▶ Object pointing dataset records
════

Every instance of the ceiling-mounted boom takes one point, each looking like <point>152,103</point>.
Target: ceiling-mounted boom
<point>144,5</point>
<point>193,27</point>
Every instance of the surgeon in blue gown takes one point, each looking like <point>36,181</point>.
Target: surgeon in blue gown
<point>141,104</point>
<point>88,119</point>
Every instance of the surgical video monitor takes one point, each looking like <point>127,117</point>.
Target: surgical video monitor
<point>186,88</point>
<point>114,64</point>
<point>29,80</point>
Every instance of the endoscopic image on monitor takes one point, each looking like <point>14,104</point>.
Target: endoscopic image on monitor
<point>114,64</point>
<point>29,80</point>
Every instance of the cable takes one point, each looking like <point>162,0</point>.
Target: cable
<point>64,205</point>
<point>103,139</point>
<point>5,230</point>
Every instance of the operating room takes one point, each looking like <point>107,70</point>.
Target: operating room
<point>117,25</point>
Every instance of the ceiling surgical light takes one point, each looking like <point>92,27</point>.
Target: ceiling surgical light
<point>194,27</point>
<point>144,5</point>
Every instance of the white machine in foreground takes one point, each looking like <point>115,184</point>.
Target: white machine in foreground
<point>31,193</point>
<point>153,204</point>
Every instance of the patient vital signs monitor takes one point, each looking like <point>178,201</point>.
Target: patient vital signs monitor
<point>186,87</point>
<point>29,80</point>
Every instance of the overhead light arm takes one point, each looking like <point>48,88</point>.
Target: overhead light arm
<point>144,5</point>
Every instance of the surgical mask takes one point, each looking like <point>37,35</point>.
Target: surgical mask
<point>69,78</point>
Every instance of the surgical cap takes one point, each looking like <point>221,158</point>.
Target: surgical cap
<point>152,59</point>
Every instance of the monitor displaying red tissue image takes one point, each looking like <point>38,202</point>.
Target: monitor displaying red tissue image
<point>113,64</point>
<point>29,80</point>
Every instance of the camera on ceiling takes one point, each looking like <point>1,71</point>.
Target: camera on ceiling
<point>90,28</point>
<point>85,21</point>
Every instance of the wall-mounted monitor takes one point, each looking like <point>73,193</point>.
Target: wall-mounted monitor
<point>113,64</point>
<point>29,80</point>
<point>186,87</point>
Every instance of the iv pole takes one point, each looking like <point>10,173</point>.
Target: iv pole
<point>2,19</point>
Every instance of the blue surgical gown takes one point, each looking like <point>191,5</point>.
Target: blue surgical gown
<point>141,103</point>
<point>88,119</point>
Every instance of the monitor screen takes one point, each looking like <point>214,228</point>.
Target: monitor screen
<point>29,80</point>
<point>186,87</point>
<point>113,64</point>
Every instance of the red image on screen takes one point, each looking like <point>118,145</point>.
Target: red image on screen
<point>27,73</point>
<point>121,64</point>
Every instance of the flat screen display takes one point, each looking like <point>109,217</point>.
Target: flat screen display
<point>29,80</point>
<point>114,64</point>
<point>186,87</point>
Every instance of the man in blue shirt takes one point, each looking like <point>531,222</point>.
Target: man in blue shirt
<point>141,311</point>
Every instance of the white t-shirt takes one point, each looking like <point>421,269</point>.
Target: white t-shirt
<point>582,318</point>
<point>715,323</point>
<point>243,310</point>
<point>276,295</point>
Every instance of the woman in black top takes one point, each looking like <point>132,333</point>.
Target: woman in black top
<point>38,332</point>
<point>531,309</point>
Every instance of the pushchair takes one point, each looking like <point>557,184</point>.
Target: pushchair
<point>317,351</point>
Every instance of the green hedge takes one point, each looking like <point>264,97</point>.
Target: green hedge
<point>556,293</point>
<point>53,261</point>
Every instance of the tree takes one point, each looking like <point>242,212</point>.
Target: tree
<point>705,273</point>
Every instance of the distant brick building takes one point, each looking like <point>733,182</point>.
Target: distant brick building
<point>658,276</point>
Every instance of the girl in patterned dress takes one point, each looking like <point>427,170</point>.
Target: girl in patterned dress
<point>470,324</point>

════

▶ DIRECTION
Please rewrite the stretch of the records from the line containing "Every instance of the pushchair" through the line containing "<point>705,273</point>", changing "pushchair" to "stroller" and leaving everything else as it is.

▶ REPLY
Every instance of the stroller takes one point, each looking like <point>557,184</point>.
Target: stroller
<point>317,351</point>
Every instance of the green hedge takes one point, each looking like <point>264,97</point>.
Target: green hedge
<point>556,293</point>
<point>53,261</point>
Every instance of the tree takes one point, each looking like <point>242,212</point>.
Target: tree
<point>705,273</point>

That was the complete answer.